* SOAL
Tentukan apakah setiap pernyataan berikut sesuai dengan teks tentang Pemilu 2024 di bawah. Jawab ya atau tidak, lalu kutip kata-kata penentunya dari teks apa adanya.
1. Transparansi dan akuntabilitas cukup diterapkan pada hasil akhir pemilu saja.
2. Ancaman jelang Pemilu 2024 juga menjadi perhatian para pengusaha.
3. Menurut Shinta Kamdani, tahun 2023 dan 2024 akan menjadi tahun yang mudah secara ekonomi.

* TEKS YANG DITAMPILKAN

________________________

Titi mengingatkan, kisruh yang terjadi dalam proses verifikasi faktual parpol harus menjadi evaluasi bagi KPU dan Bawaslu. KPU harus mampu memastikan pemilu berjalan sesuai jadwal dan juga menjaga kredibilitas proses pemilunya. Transparansi dan akuntabilitas tidak boleh hanya pada hasil akhir, tetapi juga pada proses di dalamnya.
Selain itu, penyelenggara pemilu juga dihadapkan pada tantangan menjaga integritas mereka. Jangan sampai penyelenggara pemilu justru memberi ruang atau celah kepada orang-orang yang masih melihat peluang untuk menunda pemilu.
Berbagai ancaman jelang Pemilu 2024 tersebut juga menjadi perhatian para pengusaha. Apalagi, menurut Shinta Kamdani, tahun 2023 dan 2024 akan menjadi tahun yang cukup sulit secara ekonomi karena banyak sekali diliputi ketidakpastian.

________________________

Entri data yang disimpan
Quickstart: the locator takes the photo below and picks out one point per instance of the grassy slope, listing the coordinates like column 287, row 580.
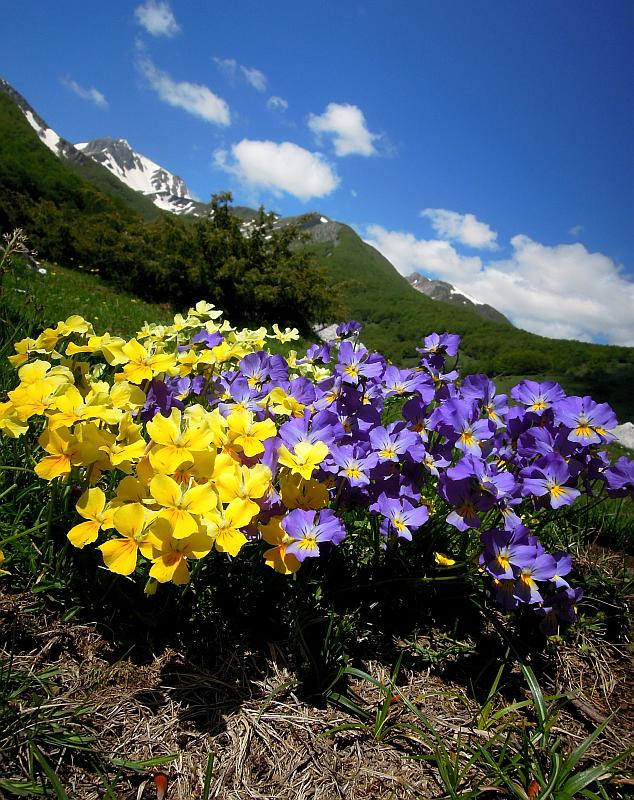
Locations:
column 396, row 317
column 28, row 166
column 63, row 292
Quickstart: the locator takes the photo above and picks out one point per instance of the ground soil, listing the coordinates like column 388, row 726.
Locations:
column 219, row 694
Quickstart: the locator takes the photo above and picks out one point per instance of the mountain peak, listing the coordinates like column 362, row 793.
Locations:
column 441, row 290
column 140, row 173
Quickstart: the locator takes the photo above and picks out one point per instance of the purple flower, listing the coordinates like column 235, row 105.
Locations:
column 350, row 462
column 349, row 328
column 482, row 389
column 549, row 476
column 404, row 381
column 588, row 422
column 537, row 397
column 435, row 344
column 506, row 552
column 561, row 607
column 401, row 517
column 160, row 396
column 394, row 441
column 488, row 477
column 543, row 568
column 356, row 363
column 467, row 502
column 459, row 421
column 309, row 530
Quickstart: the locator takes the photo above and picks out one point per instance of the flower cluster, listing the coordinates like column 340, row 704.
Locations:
column 194, row 437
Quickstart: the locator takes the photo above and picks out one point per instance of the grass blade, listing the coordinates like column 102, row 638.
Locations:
column 50, row 773
column 208, row 773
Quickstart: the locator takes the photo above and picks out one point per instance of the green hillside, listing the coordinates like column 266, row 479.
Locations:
column 28, row 167
column 78, row 214
column 396, row 317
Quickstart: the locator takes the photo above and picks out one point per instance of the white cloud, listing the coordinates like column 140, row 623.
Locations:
column 255, row 77
column 346, row 124
column 560, row 291
column 92, row 95
column 227, row 65
column 192, row 97
column 279, row 167
column 230, row 67
column 157, row 18
column 463, row 228
column 432, row 256
column 276, row 103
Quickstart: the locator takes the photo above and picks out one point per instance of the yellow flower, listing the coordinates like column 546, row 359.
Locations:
column 92, row 507
column 249, row 434
column 109, row 345
column 62, row 447
column 141, row 364
column 181, row 507
column 286, row 335
column 224, row 527
column 277, row 557
column 305, row 459
column 205, row 309
column 300, row 493
column 176, row 446
column 171, row 554
column 133, row 522
column 240, row 483
column 10, row 422
column 70, row 407
column 282, row 403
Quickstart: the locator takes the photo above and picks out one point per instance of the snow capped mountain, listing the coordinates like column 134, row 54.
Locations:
column 167, row 191
column 61, row 147
column 440, row 290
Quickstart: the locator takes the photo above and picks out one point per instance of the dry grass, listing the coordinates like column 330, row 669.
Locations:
column 219, row 696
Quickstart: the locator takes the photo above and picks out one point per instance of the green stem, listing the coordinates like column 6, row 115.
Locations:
column 22, row 533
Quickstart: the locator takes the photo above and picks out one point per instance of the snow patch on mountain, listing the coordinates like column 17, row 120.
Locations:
column 167, row 191
column 47, row 135
column 441, row 290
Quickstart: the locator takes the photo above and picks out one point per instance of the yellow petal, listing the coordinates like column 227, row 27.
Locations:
column 120, row 555
column 91, row 503
column 165, row 491
column 84, row 533
column 130, row 519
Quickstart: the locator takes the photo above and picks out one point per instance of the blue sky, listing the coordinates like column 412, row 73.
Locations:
column 487, row 144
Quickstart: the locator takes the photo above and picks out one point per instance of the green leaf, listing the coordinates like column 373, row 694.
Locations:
column 208, row 773
column 538, row 696
column 141, row 766
column 50, row 773
column 23, row 788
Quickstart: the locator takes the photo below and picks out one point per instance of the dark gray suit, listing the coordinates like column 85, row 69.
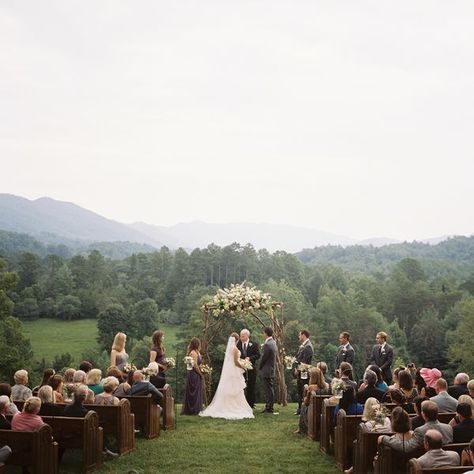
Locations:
column 267, row 369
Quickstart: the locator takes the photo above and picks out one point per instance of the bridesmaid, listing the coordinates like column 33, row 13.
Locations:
column 157, row 354
column 194, row 393
column 118, row 356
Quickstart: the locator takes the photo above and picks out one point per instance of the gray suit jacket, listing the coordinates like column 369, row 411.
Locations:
column 268, row 360
column 418, row 436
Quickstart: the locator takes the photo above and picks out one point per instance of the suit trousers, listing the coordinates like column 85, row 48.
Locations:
column 268, row 383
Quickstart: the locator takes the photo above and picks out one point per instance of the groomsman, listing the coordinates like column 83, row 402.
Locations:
column 382, row 356
column 249, row 350
column 304, row 356
column 345, row 352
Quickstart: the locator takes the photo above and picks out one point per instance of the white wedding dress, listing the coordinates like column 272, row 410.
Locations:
column 229, row 400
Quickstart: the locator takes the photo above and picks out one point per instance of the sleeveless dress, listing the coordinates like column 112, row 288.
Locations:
column 194, row 392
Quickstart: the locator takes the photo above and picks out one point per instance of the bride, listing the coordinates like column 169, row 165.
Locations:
column 229, row 400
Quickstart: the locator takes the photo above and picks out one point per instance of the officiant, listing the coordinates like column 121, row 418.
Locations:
column 249, row 350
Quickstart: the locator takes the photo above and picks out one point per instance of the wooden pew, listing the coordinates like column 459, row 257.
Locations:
column 34, row 450
column 314, row 415
column 344, row 435
column 169, row 422
column 147, row 415
column 119, row 422
column 327, row 427
column 415, row 468
column 80, row 433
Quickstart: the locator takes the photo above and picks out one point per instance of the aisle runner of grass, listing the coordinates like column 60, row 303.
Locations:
column 203, row 445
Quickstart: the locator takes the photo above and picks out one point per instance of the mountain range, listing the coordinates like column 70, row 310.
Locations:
column 53, row 221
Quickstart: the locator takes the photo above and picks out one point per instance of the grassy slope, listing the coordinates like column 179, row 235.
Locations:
column 50, row 337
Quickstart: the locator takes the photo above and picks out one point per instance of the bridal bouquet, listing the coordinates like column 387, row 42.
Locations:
column 246, row 364
column 205, row 369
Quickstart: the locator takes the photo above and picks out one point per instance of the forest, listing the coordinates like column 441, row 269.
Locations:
column 421, row 295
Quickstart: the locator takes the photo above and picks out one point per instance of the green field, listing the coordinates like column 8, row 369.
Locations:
column 51, row 337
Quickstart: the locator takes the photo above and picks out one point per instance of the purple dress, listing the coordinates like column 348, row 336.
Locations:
column 194, row 393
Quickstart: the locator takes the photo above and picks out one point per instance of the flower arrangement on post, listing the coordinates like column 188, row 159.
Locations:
column 289, row 361
column 189, row 361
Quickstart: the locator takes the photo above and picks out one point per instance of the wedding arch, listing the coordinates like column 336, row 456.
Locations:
column 241, row 300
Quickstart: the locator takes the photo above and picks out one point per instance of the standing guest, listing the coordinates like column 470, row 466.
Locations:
column 463, row 432
column 5, row 389
column 435, row 456
column 367, row 389
column 249, row 350
column 118, row 355
column 194, row 391
column 20, row 391
column 460, row 386
column 47, row 374
column 303, row 356
column 382, row 356
column 28, row 419
column 369, row 417
column 406, row 385
column 4, row 405
column 107, row 397
column 267, row 369
column 157, row 354
column 85, row 366
column 48, row 405
column 417, row 420
column 445, row 402
column 318, row 386
column 93, row 381
column 57, row 384
column 345, row 352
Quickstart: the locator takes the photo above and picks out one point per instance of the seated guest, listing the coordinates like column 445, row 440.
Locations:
column 435, row 456
column 406, row 386
column 460, row 386
column 93, row 381
column 463, row 432
column 372, row 419
column 323, row 367
column 77, row 408
column 445, row 402
column 367, row 389
column 48, row 406
column 403, row 435
column 107, row 397
column 57, row 384
column 318, row 386
column 20, row 392
column 348, row 403
column 85, row 366
column 47, row 374
column 141, row 387
column 28, row 419
column 462, row 399
column 417, row 420
column 429, row 412
column 381, row 385
column 467, row 456
column 4, row 405
column 5, row 389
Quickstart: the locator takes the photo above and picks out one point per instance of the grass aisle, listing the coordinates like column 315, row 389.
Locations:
column 203, row 445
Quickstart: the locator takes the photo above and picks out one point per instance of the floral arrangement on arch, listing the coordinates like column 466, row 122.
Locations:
column 239, row 298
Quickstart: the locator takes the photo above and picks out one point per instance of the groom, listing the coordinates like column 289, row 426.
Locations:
column 249, row 350
column 267, row 368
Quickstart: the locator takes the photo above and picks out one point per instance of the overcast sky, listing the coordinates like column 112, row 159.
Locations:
column 353, row 117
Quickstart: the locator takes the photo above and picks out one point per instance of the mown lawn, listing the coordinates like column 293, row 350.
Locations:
column 51, row 337
column 202, row 445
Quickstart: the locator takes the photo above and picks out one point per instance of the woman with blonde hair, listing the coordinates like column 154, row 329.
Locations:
column 118, row 356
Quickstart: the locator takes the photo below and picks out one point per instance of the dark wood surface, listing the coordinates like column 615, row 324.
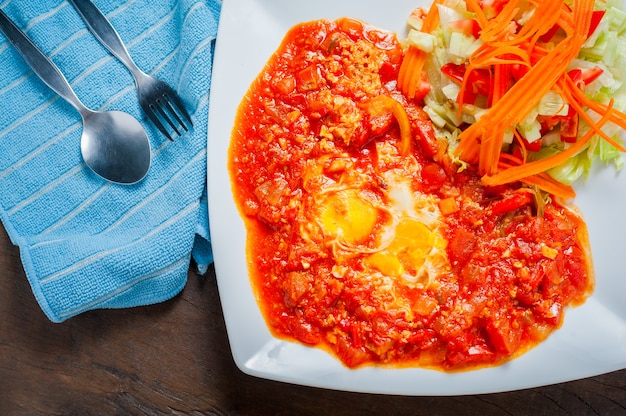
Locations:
column 174, row 358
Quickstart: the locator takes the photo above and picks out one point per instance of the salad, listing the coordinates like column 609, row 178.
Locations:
column 526, row 90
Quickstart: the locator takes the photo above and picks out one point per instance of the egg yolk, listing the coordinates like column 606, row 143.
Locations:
column 347, row 215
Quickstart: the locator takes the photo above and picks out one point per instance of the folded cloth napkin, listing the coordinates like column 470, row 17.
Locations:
column 86, row 243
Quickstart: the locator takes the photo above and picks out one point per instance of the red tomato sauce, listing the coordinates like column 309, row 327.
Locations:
column 378, row 255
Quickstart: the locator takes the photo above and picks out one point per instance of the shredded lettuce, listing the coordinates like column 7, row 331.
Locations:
column 605, row 48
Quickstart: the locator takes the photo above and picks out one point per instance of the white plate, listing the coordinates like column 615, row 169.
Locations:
column 592, row 340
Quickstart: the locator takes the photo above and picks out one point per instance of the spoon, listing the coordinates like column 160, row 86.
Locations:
column 113, row 143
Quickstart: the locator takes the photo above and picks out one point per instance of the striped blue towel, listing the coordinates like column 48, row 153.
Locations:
column 86, row 243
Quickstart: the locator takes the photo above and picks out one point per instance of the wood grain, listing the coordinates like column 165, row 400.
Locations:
column 173, row 358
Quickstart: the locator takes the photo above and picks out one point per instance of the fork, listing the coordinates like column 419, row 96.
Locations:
column 158, row 100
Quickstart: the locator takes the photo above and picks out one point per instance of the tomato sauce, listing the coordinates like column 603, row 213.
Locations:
column 378, row 254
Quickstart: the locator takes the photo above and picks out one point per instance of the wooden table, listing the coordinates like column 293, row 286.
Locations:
column 174, row 358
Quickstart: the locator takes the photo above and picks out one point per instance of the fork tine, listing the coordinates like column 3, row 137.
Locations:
column 167, row 104
column 158, row 107
column 149, row 110
column 175, row 99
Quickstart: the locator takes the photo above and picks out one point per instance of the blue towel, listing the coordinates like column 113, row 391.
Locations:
column 86, row 243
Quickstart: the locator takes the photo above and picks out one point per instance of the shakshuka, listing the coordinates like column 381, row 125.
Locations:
column 366, row 239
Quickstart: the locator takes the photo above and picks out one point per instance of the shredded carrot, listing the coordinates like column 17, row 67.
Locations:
column 535, row 167
column 506, row 45
column 483, row 139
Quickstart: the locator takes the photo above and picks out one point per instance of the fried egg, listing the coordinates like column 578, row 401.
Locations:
column 396, row 232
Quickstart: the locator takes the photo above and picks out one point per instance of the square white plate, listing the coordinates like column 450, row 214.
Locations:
column 592, row 340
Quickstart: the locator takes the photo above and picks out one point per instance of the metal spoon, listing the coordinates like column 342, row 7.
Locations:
column 113, row 144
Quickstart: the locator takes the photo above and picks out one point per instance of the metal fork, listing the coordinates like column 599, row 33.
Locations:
column 158, row 100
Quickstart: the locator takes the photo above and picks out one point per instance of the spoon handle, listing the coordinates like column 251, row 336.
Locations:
column 104, row 31
column 40, row 63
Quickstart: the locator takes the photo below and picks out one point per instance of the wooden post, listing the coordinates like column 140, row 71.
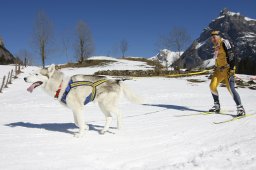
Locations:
column 6, row 84
column 2, row 85
column 10, row 79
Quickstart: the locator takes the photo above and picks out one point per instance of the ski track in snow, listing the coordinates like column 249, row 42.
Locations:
column 37, row 130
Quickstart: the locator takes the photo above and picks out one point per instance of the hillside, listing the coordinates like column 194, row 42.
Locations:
column 167, row 132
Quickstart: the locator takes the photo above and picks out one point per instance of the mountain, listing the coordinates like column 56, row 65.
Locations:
column 238, row 29
column 6, row 56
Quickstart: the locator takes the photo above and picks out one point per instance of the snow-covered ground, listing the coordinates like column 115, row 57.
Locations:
column 164, row 134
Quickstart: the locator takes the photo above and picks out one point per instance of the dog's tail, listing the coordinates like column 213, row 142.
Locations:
column 129, row 94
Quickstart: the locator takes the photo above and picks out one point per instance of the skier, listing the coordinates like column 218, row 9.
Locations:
column 224, row 70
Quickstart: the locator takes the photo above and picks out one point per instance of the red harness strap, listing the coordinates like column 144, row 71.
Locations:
column 58, row 91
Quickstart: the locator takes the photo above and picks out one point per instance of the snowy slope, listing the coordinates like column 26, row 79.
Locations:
column 36, row 131
column 168, row 55
column 119, row 64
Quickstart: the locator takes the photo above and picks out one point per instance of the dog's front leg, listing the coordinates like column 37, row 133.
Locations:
column 107, row 124
column 79, row 121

________________________

* JAWABAN
1. Tidak: "Transparansi dan akuntabilitas tidak boleh hanya pada hasil akhir, tetapi juga pada proses di dalamnya."
2. Ya: "Berbagai ancaman jelang Pemilu 2024 tersebut juga menjadi perhatian para pengusaha."
3. Tidak: "tahun 2023 dan 2024 akan menjadi tahun yang cukup sulit secara ekonomi"